● EXERCISE INSTRUCTIONS: Take every line from the records below that includes the word "query".

*** Begin section ***

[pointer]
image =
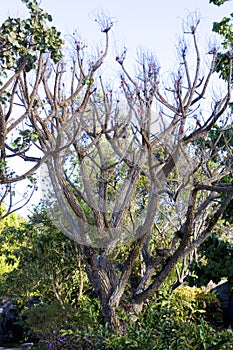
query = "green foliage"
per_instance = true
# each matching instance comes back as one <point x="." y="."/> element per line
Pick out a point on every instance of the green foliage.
<point x="24" y="140"/>
<point x="218" y="2"/>
<point x="178" y="321"/>
<point x="224" y="28"/>
<point x="63" y="328"/>
<point x="215" y="263"/>
<point x="21" y="40"/>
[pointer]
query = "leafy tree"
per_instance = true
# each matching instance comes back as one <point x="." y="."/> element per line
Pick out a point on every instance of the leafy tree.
<point x="121" y="161"/>
<point x="25" y="46"/>
<point x="44" y="263"/>
<point x="215" y="262"/>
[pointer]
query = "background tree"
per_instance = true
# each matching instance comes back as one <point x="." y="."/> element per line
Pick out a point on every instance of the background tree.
<point x="121" y="161"/>
<point x="25" y="46"/>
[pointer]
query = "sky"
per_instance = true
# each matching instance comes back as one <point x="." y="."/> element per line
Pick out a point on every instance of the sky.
<point x="152" y="24"/>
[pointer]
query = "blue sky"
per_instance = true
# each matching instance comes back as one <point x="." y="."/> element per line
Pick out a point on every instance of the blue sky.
<point x="150" y="23"/>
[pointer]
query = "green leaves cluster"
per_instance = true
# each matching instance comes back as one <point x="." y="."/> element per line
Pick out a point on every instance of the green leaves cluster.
<point x="218" y="2"/>
<point x="24" y="139"/>
<point x="45" y="263"/>
<point x="21" y="40"/>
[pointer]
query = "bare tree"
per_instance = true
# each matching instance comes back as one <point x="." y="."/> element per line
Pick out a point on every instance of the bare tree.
<point x="25" y="46"/>
<point x="129" y="175"/>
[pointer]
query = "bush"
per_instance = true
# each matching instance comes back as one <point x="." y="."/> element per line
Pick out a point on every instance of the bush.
<point x="179" y="321"/>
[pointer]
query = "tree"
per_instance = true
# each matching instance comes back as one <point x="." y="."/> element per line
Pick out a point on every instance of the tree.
<point x="40" y="262"/>
<point x="25" y="45"/>
<point x="121" y="161"/>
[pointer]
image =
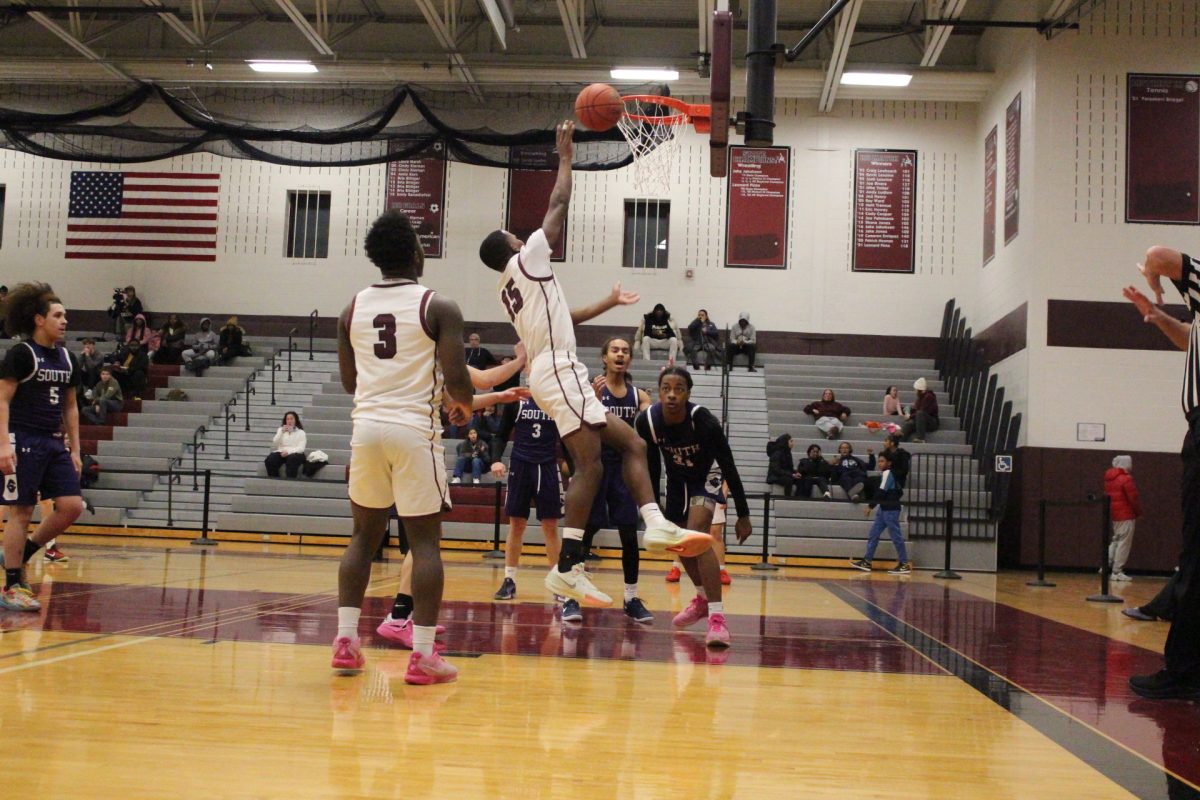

*** End section ***

● YOUR SOLUTION:
query = "green foliage"
query = "leafy tree"
query = "background tree"
query = "sky"
query = "blue sky"
query = "green leaves cluster"
query = "bare tree"
query = "bush"
query = "tree"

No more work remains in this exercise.